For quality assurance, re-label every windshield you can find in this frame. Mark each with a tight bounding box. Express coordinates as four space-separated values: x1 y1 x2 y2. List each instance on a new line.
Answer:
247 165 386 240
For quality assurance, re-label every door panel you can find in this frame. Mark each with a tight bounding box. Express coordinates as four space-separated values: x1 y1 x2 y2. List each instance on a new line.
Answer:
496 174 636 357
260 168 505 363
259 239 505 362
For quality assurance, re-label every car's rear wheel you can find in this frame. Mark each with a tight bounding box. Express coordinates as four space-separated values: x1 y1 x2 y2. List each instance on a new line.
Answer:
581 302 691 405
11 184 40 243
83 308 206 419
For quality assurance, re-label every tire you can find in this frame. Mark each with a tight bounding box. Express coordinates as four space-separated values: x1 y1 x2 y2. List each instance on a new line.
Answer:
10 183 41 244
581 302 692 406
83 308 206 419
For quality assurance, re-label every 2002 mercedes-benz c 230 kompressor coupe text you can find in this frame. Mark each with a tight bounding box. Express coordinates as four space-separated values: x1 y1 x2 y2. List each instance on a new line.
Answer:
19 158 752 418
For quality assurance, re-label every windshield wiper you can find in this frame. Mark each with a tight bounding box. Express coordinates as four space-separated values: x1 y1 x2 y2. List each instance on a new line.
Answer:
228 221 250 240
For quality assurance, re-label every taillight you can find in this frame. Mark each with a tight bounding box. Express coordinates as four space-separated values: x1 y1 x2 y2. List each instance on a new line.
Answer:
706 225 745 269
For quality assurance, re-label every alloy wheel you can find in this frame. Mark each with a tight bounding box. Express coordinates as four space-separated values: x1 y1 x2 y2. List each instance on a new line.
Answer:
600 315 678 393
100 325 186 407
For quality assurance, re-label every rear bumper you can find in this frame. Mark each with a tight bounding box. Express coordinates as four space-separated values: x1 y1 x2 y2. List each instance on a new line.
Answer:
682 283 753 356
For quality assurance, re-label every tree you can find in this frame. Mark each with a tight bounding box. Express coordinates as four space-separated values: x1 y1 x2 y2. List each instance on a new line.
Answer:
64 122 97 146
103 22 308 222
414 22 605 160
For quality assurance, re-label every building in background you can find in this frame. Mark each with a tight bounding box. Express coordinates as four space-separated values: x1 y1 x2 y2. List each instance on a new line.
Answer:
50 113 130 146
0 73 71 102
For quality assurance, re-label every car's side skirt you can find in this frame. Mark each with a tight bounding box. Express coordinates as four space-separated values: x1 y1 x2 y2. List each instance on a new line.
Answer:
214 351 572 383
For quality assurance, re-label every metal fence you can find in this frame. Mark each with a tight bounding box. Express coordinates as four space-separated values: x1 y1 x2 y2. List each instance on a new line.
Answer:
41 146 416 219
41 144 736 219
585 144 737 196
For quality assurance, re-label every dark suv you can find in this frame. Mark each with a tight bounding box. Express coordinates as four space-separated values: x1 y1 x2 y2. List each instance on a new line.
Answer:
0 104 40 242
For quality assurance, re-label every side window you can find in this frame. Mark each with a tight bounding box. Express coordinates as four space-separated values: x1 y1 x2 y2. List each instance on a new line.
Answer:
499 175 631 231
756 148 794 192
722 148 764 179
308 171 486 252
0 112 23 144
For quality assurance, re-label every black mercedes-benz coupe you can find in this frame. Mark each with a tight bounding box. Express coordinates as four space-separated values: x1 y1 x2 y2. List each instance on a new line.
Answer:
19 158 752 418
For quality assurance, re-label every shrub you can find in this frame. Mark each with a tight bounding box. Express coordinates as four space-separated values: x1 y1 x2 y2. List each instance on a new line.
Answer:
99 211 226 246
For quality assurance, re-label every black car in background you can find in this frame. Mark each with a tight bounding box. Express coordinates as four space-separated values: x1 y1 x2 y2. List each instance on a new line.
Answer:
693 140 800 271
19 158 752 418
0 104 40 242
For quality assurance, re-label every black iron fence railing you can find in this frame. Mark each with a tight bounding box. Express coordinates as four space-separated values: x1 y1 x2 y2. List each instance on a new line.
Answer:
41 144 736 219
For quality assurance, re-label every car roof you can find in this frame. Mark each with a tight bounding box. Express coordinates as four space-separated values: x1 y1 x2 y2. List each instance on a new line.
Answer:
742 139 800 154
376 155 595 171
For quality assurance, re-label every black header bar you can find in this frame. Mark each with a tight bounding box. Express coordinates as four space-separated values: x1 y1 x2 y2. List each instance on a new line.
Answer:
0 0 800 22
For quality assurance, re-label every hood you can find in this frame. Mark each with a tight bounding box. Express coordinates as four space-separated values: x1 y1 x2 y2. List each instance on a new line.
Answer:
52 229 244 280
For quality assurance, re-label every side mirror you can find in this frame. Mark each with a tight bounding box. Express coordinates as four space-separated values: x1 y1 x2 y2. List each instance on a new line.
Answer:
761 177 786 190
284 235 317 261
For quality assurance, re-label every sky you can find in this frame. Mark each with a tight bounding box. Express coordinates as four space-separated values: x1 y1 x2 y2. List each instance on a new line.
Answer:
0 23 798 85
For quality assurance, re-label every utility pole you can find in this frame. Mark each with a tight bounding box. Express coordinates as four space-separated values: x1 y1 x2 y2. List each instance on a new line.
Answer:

--

▸ **Your task**: Render as a JSON list of strings the lines of the records starting with the line containing "For quality assurance, re-label every utility" and continuing through the end of the records, one string per line, omitting blank lines.

▸ **Result below**:
[
  "For quality assurance, re-label every utility pole you can find in this frame. Mark each with a tight bounding box. Express coordinates as four space-separated values: x1 y1 x2 y2. List each instance on a new line.",
  "Answer:"
]